### AIM:
Render all of the lines below as a Markdown table with two columns, No. and Line. Number each row in order, skip blank lines, and leave the pictures out.

### DATASET EXCERPTS:
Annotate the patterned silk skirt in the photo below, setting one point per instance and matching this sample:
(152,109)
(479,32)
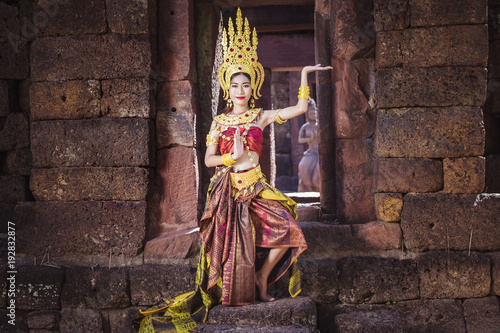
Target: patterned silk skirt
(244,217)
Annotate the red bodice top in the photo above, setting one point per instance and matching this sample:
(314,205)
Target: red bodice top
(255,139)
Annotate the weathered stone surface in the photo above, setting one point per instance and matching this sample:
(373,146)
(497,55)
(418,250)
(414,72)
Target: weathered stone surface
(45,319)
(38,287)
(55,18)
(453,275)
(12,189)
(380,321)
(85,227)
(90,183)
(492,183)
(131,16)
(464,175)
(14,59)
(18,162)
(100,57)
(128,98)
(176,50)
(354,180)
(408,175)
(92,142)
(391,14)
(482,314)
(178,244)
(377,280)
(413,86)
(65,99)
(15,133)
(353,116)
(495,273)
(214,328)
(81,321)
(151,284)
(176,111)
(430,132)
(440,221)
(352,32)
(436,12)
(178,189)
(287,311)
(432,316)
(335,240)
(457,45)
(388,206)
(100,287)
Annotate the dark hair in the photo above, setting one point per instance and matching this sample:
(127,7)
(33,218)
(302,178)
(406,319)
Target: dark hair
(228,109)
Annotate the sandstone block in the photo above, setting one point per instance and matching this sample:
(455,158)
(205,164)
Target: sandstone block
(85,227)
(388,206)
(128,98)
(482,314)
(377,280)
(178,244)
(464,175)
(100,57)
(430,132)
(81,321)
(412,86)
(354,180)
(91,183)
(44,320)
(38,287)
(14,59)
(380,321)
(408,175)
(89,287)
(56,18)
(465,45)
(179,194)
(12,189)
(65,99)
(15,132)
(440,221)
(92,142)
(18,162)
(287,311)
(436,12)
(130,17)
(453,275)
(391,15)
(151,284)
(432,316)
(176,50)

### SOLUTION TO THIS EXERCISE:
| No. | Line |
|---|---|
| 1 | Annotate the patterned silk skirt in the photo below, setting one point per instance and matching this sample: |
| 2 | (152,109) |
| 3 | (479,32) |
| 4 | Target: patterned silk skirt |
| 5 | (244,217) |
| 6 | Annotate the red bodice top in the photo above, setting one point per instance and matching this sample: |
| 7 | (314,205) |
| 8 | Target: red bodice top |
| 9 | (255,139) |
| 10 | Annotate the weathered stone surface in the photo above, setting one point per instance and matching this sample: |
| 11 | (373,146) |
| 12 | (497,55) |
| 13 | (418,250) |
| 14 | (414,72) |
| 15 | Target: weathered stone surface |
| 16 | (45,319) |
| 17 | (38,287) |
| 18 | (55,18) |
| 19 | (453,275) |
| 20 | (12,189) |
| 21 | (380,321) |
| 22 | (85,227) |
| 23 | (90,183) |
| 24 | (492,183) |
| 25 | (131,16) |
| 26 | (464,175) |
| 27 | (14,59) |
| 28 | (18,162) |
| 29 | (100,57) |
| 30 | (128,98) |
| 31 | (176,50) |
| 32 | (354,180) |
| 33 | (408,175) |
| 34 | (92,142) |
| 35 | (391,14) |
| 36 | (482,314) |
| 37 | (178,244) |
| 38 | (377,280) |
| 39 | (413,86) |
| 40 | (65,99) |
| 41 | (15,133) |
| 42 | (353,116) |
| 43 | (495,273) |
| 44 | (214,328) |
| 45 | (81,321) |
| 46 | (151,284) |
| 47 | (176,111) |
| 48 | (430,132) |
| 49 | (440,221) |
| 50 | (352,32) |
| 51 | (436,12) |
| 52 | (178,189) |
| 53 | (287,311) |
| 54 | (432,316) |
| 55 | (335,240) |
| 56 | (457,45) |
| 57 | (388,206) |
| 58 | (100,287) |
| 59 | Annotate the dark hair in the photo above, setting one point per instance and matching this sample: |
| 60 | (127,7) |
| 61 | (33,218) |
| 62 | (302,178) |
| 63 | (406,319) |
| 64 | Target: dark hair |
| 65 | (228,109) |
| 66 | Annotate the sandstone block in the photo above, setting one point per instance and matching this sample: |
| 67 | (455,158) |
| 68 | (205,164) |
| 69 | Target: sandstone block |
| 70 | (85,227) |
| 71 | (388,206) |
| 72 | (128,98) |
| 73 | (482,314) |
| 74 | (377,280) |
| 75 | (178,244) |
| 76 | (464,175) |
| 77 | (100,57) |
| 78 | (430,132) |
| 79 | (81,321) |
| 80 | (412,86) |
| 81 | (354,180) |
| 82 | (91,183) |
| 83 | (44,320) |
| 84 | (38,287) |
| 85 | (14,59) |
| 86 | (380,321) |
| 87 | (408,175) |
| 88 | (89,287) |
| 89 | (56,18) |
| 90 | (465,45) |
| 91 | (179,194) |
| 92 | (12,189) |
| 93 | (65,99) |
| 94 | (15,132) |
| 95 | (440,221) |
| 96 | (92,142) |
| 97 | (18,162) |
| 98 | (287,311) |
| 99 | (436,12) |
| 100 | (130,17) |
| 101 | (453,275) |
| 102 | (391,15) |
| 103 | (151,284) |
| 104 | (432,316) |
| 105 | (176,50) |